##### Listed records #####

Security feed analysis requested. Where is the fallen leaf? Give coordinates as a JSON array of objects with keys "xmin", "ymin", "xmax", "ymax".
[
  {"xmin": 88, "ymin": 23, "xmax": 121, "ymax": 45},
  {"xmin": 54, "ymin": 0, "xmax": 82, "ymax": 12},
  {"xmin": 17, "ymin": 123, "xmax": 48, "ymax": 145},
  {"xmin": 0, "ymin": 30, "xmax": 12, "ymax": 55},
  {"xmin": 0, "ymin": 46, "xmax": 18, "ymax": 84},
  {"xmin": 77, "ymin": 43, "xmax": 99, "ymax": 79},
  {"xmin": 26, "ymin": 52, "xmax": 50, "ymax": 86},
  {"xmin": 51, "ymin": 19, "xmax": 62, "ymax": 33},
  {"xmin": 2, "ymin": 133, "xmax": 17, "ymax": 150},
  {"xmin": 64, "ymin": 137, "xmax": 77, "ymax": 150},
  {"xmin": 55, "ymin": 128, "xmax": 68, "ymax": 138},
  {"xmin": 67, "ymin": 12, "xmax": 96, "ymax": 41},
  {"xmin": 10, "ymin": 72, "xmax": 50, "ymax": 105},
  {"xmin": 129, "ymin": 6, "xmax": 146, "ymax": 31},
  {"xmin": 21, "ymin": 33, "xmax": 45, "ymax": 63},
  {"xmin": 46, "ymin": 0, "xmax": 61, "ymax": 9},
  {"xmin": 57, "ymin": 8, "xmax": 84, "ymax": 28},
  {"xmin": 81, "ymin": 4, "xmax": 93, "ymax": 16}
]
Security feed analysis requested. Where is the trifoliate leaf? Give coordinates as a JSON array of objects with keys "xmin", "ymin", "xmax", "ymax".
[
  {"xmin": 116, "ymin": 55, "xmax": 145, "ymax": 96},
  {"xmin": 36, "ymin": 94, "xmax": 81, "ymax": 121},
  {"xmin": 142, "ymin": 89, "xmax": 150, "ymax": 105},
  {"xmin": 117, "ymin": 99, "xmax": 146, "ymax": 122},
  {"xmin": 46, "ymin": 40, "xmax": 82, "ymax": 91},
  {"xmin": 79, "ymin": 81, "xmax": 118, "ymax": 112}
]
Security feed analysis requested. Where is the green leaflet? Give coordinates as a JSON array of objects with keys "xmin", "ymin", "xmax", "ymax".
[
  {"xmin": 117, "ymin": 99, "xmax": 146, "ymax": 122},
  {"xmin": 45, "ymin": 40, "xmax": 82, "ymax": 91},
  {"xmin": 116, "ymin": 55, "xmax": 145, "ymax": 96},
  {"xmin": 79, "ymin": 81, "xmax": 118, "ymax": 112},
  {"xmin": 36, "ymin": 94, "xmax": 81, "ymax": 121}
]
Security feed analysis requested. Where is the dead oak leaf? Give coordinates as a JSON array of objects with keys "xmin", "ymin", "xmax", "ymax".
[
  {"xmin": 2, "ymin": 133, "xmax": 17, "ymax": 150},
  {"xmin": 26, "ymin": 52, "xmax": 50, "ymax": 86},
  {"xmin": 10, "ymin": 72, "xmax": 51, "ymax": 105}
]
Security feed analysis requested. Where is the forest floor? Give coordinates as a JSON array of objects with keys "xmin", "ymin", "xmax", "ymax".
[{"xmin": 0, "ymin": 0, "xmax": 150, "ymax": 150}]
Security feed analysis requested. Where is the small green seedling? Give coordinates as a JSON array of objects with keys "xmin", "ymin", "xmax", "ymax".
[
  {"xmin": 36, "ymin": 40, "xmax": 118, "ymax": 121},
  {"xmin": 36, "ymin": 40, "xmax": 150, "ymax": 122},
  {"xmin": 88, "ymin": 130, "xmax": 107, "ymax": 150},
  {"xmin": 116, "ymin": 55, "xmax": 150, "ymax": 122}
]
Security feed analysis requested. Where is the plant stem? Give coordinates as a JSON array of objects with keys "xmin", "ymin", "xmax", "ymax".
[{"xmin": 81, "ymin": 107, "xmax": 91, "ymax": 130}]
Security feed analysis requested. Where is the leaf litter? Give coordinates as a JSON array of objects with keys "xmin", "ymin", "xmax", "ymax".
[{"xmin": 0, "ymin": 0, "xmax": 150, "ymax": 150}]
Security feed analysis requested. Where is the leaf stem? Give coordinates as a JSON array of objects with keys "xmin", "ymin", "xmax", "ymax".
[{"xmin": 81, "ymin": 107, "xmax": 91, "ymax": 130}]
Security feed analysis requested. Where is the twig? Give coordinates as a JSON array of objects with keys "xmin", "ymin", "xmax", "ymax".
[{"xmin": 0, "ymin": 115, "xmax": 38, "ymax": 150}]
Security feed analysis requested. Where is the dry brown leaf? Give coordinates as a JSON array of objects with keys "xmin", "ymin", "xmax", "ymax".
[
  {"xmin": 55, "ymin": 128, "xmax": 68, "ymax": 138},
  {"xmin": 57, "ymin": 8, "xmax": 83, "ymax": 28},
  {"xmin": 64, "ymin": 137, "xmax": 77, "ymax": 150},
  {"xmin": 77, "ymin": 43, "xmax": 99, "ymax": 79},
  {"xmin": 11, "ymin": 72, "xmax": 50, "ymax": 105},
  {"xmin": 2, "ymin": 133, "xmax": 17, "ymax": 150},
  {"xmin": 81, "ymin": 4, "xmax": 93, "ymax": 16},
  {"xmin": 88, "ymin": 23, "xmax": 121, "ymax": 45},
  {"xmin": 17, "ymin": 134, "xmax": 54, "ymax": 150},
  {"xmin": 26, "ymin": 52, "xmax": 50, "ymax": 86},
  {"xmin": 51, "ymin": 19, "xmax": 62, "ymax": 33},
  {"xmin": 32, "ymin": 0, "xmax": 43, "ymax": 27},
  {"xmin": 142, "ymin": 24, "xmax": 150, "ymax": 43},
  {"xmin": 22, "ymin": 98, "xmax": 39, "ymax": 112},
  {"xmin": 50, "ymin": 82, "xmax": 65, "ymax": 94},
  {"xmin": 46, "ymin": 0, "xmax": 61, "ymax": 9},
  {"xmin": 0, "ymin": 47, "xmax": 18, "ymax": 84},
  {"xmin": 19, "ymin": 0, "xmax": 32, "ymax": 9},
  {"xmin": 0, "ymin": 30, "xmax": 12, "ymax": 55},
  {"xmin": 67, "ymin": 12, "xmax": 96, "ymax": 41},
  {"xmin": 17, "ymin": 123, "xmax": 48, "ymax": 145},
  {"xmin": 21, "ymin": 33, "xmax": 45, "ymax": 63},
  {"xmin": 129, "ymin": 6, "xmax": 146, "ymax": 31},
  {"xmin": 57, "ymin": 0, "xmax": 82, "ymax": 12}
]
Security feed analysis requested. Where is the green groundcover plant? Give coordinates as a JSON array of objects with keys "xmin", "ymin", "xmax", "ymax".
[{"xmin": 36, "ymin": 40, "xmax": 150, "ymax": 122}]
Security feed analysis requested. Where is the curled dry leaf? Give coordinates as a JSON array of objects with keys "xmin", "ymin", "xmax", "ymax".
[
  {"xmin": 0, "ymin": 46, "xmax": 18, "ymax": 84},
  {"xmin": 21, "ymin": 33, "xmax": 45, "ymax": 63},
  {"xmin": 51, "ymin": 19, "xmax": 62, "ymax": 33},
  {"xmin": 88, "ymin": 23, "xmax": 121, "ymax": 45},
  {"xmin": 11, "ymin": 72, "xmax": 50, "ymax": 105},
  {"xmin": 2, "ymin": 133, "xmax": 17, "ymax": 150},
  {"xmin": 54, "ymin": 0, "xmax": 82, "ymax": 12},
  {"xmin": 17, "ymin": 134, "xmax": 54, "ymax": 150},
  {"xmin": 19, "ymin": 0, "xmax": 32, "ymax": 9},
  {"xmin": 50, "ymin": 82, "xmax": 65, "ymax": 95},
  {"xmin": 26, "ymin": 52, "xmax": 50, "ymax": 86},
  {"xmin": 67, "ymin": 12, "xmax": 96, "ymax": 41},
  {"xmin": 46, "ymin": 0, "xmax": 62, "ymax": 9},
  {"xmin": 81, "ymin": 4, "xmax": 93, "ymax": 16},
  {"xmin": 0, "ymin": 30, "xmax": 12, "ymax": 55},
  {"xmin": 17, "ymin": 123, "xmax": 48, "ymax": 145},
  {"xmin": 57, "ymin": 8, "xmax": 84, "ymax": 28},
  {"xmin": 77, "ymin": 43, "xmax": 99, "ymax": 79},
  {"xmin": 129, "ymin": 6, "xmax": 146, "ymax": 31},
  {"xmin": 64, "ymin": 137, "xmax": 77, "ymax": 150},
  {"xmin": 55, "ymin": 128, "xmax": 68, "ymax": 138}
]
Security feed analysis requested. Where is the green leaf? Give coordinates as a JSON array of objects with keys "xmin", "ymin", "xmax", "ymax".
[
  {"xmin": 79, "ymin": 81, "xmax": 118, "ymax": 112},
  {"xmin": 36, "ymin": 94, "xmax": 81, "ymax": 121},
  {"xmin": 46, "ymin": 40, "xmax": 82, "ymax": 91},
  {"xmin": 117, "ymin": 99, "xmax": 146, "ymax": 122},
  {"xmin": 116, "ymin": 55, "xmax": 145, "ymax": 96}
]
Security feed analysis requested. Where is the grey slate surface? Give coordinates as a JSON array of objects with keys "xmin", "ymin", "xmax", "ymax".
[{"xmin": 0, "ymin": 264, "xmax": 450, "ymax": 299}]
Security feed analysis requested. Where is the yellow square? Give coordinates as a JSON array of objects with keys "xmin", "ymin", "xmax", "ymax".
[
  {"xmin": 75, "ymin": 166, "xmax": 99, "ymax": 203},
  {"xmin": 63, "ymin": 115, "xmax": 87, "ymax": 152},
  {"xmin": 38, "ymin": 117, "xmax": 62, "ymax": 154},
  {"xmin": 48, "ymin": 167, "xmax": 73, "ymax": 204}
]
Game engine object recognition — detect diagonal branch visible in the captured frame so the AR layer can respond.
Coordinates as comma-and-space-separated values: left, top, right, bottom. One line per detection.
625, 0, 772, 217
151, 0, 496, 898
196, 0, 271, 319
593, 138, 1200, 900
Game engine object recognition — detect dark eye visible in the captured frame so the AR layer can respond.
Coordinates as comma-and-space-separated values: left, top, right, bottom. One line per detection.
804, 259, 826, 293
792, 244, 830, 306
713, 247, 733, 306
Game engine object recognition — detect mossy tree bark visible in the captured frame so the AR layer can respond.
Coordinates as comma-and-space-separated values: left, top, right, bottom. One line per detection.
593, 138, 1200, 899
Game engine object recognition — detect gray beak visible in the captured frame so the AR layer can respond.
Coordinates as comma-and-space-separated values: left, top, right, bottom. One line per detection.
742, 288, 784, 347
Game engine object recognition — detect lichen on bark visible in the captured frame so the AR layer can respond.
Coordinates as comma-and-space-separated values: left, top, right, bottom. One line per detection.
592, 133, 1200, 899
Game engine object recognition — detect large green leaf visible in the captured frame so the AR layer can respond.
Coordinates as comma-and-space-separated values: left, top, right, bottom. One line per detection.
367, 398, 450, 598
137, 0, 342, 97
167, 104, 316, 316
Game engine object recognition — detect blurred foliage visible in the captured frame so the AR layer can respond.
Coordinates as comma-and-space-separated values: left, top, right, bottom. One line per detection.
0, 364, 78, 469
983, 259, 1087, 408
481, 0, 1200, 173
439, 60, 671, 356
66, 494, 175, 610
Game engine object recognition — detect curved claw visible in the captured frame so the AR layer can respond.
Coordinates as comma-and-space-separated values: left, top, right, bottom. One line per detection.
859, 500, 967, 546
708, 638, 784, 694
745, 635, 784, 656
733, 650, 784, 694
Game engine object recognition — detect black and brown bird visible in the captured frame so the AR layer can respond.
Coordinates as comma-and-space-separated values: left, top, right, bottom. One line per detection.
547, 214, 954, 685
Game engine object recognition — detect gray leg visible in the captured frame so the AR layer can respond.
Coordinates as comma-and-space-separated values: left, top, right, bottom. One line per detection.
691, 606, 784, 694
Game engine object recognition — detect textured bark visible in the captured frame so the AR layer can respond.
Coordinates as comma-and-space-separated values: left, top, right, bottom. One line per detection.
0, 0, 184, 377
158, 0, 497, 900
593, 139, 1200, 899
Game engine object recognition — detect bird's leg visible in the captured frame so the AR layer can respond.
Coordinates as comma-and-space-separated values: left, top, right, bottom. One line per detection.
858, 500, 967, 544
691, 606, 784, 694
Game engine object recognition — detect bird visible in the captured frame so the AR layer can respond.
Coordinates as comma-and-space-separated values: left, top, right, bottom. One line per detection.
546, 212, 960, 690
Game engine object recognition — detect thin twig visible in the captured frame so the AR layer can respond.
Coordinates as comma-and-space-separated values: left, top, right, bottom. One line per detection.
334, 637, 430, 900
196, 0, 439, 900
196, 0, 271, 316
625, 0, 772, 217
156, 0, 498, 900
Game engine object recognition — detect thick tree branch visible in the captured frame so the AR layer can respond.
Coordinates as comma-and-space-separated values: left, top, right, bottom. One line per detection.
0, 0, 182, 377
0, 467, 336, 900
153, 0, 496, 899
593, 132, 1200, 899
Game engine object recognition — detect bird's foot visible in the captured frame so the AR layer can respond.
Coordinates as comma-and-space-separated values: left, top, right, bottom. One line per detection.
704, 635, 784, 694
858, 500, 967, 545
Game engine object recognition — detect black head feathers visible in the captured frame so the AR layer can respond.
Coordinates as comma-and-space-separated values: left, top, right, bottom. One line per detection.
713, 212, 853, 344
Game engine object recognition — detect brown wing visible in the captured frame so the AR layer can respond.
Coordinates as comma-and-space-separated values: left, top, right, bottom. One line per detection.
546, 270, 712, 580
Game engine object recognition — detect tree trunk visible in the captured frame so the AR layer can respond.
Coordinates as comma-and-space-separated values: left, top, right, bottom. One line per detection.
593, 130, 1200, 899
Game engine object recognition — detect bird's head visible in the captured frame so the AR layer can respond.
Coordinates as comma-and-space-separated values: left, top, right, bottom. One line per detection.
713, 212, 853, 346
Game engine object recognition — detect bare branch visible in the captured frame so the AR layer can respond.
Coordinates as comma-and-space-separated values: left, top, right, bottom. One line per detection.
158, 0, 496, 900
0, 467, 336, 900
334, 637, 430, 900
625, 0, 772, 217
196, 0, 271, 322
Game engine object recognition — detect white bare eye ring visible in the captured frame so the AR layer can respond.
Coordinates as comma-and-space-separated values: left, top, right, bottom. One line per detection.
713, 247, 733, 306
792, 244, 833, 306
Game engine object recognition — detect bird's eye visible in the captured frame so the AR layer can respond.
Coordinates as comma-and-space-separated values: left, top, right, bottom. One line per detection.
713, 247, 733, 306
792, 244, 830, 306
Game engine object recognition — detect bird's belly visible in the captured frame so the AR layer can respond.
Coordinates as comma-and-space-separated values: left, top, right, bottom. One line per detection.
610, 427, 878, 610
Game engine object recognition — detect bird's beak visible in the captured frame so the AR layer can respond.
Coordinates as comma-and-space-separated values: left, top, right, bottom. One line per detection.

#####

Your instructions: Output the lines above exactly, from the line with "Game engine object recognition — detect brown" to the line with "546, 270, 712, 580", including both of those lines.

Finished answer:
Game engine object recognition — detect brown wing visible in the captured frame so the AR layer can respond.
Coordinates as comma-and-space-separated values: left, top, right, bottom. One line per detection.
546, 270, 712, 580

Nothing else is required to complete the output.